### Exercise set
1 > In the forum thread on city planning below, what gave Marseille sufficient water?
2 > Resume the forum thread on city planning below, picking up right after its final sentence.

Are you claiming all city planners do not consider that cities will grow ?

Sorry, but you make little sense or logic to me.


----------



## resu eman (Mar 9, 2008)

Alphaville said:


> Are you claiming all city planners do not consider that cities will grow ?
> .............Namely. For start you do not need to go very far. You just lay back and can see this link( ONLY\JUST one of the bad planed city problems. There are many many more) :
> http://www.skyscrapercity.com/showthread.php?t=622501
> You can not say we are here talking about old problems? Or this is only relevant for one city? Or only cities in poor nations facing this?
> ...


-----No no no. It is not me. I see the problems. But the problem is 90% of people, like you are, so used to problems that you think:
..there are no other solutions to all the mess.
--things have to be like that, becuse they have always been like that.


----------



## wonwiin (Jan 12, 2008)

resu eman said:


> -----No no no. It is not me. I see the problems. But the problem is 90% of people, like you are, so used to problems that you think:
> ..there are no other solutions to all the mess.
> --things have to be like that, becuse they have always been like that.


The problem lies not with city planners, more with politics, money and lobbies. Planners are not a very powerful group.

For example Marseille has sufficient water because of the construction of a channel system in the 80s. Barcelona has to import water by tankers because the administration didn't want to invest money into the supply of water (particular a channel from the Ebro to Barcelona). The planing was there, the political will not.

Many cities plan for the future, e.g. canalisation with higher capacity than necessary now, building metro stations for future lines now.

But of course third world cities will struggle to finance future needs when they even cannot solve todays problems. Planing costs money. Such cities are only reacting to much higher populations, traffic and so on.

Another problem is time. Most infrastructure projects need several decades to be planed and built. But change can be rapid. Dublin for example has one of the worst public transport systems in Europe. The infrastructure could not keep up with the fast economic growth of Ireland the last decades. And Europe and Ireland are pumbing lots of money into the infrastructure. Only now the situation starts to get better.

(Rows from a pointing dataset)
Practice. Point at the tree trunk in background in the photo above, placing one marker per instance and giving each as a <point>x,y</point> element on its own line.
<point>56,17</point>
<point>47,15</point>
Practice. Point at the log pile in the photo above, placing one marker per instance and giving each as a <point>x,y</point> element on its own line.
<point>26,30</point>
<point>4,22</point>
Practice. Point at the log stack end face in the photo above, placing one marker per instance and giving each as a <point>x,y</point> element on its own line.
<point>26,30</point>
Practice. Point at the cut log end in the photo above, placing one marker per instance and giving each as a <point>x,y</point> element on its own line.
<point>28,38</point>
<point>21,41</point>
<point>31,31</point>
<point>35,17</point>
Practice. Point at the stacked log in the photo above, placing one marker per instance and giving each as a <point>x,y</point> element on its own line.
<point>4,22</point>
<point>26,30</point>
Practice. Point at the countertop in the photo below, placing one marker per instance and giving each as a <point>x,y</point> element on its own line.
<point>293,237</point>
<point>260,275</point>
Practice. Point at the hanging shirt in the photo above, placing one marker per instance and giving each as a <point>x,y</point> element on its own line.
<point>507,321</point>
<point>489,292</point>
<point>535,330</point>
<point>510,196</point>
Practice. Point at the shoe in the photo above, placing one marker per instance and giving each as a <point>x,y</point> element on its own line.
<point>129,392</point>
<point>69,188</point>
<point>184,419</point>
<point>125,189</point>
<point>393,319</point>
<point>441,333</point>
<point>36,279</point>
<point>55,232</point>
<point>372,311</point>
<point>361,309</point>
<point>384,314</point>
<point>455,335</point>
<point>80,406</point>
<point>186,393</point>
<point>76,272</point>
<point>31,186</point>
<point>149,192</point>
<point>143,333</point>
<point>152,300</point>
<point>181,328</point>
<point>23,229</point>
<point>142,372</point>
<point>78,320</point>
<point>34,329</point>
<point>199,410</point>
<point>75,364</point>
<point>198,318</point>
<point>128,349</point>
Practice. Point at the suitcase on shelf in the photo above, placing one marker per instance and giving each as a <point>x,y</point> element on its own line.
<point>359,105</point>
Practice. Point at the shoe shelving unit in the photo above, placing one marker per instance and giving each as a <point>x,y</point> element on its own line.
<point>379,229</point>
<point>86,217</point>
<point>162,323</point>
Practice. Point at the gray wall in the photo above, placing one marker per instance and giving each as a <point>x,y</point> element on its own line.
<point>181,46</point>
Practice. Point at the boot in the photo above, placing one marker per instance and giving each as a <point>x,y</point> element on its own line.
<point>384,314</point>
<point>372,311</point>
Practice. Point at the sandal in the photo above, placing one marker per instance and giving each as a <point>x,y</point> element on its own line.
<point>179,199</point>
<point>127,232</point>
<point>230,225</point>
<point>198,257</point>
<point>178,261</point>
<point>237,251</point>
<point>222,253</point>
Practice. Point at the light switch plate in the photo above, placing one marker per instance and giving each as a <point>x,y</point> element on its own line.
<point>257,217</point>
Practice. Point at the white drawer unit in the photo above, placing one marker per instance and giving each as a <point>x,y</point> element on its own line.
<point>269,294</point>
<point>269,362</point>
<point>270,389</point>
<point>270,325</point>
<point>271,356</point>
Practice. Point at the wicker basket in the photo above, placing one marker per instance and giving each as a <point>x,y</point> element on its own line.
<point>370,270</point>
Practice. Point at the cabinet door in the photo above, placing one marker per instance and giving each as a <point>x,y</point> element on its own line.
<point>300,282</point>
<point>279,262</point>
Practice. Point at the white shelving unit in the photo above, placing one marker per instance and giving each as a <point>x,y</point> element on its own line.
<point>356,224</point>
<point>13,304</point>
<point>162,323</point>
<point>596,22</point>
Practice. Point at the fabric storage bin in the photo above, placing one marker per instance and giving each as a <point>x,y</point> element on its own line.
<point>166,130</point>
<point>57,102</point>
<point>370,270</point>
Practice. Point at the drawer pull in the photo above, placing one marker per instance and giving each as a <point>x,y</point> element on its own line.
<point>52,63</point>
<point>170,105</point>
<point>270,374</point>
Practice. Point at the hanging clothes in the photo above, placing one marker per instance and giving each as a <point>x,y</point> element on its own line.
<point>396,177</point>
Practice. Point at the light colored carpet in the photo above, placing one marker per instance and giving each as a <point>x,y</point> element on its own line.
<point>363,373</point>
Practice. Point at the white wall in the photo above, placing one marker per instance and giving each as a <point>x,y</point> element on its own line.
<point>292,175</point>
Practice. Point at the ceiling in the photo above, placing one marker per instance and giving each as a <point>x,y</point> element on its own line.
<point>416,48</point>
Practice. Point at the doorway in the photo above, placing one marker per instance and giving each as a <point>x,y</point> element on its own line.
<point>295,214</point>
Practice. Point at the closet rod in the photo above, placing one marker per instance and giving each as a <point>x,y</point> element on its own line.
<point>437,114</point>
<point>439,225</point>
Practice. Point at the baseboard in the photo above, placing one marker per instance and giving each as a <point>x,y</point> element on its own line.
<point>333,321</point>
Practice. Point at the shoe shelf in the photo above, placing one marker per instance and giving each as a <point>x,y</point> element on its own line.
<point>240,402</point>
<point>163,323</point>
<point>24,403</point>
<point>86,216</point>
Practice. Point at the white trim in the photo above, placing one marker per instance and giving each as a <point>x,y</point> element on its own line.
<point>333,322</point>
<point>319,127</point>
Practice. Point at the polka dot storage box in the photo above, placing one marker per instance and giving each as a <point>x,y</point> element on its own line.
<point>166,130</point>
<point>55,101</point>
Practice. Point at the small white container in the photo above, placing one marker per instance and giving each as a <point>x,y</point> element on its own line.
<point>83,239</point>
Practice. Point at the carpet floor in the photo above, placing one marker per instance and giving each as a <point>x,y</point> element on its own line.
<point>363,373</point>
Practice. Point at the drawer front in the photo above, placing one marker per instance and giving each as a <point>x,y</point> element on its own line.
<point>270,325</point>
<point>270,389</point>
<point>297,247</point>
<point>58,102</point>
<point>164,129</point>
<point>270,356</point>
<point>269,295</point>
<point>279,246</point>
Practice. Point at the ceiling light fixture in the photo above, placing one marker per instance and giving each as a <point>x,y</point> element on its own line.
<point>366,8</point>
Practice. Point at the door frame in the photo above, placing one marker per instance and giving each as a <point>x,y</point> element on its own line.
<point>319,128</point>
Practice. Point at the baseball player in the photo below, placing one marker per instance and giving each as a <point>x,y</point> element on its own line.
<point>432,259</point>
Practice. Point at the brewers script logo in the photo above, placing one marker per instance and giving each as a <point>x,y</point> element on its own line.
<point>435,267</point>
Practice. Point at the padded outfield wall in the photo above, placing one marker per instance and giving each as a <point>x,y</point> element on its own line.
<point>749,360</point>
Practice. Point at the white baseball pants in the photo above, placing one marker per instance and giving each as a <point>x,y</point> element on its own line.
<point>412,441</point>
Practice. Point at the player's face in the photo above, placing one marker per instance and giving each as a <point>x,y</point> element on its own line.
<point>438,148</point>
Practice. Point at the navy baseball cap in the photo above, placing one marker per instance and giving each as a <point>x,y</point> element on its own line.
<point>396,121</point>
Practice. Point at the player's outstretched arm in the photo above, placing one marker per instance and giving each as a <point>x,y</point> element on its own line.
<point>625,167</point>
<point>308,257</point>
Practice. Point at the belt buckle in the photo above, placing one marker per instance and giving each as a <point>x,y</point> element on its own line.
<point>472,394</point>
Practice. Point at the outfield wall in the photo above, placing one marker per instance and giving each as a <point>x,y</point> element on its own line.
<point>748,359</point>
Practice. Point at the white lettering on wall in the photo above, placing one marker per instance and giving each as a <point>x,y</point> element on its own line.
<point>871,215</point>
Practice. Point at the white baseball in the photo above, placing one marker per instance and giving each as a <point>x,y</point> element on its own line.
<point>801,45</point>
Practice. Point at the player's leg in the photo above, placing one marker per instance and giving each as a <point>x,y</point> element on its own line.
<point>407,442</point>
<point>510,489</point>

### Expected responses
1 > The construction of a channel system in the 80s.

2 >
So planing needs to be successful:
- political will
- money
- time

I am sure there are other factors I forgot.

And would you please list the problems you see and we do not?


----------



## Alphaville (Nov 28, 2007)

resu eman said:


> -----No no no. It is not me. I see the problems. But the problem is 90% of people, like you are, so used to problems that you think:
> ..there are no other solutions to all the mess.
> --things have to be like that, becuse they have always been like that.


Do not assume my beliefs and thoughts in regards to good planning. I find your tone to be extremely condescending. 

This is a thread relating to the Planned (for better or worse) City Movement. You seem to have alot of trouble understanding the definition of that. 

If you wish to discuss movement and integration of cities then start your own thread.


----------



## resu eman (Mar 9, 2008)

wonwiin said:


> The problem lies not with city planners, more with politics, money and lobbies. Planners are not a very powerful group.
> 
> For example Marseille has sufficient water because of the construction of a channel system in the 80s. Barcelona has to import water by tankers because the administration didn't want to invest money into the supply of water (particular a channel from the Ebro to Barcelona). The planing was there, the political will not.
> 
> ...


.............................................................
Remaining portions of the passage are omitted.